→ Short problem
Copy out the text of every record below word for word, omitting the pictures.

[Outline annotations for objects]
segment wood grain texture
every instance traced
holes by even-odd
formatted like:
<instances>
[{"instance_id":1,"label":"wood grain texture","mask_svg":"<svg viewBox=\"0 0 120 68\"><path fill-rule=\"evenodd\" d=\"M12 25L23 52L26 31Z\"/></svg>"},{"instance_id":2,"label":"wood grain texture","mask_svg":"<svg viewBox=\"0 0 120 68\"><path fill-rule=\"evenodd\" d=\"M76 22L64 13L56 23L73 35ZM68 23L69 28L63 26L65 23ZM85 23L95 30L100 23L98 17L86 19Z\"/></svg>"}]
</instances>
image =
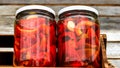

→ Exercise solution
segment wood grain texture
every instance traced
holes by even-odd
formatted like:
<instances>
[{"instance_id":1,"label":"wood grain texture","mask_svg":"<svg viewBox=\"0 0 120 68\"><path fill-rule=\"evenodd\" d=\"M12 25L23 52L26 31Z\"/></svg>"},{"instance_id":2,"label":"wood grain texture","mask_svg":"<svg viewBox=\"0 0 120 68\"><path fill-rule=\"evenodd\" d=\"M76 22L64 13L56 23L73 35ZM68 23L69 28L63 26L65 23ZM85 23L95 30L100 23L98 17L86 19Z\"/></svg>"}]
</instances>
image =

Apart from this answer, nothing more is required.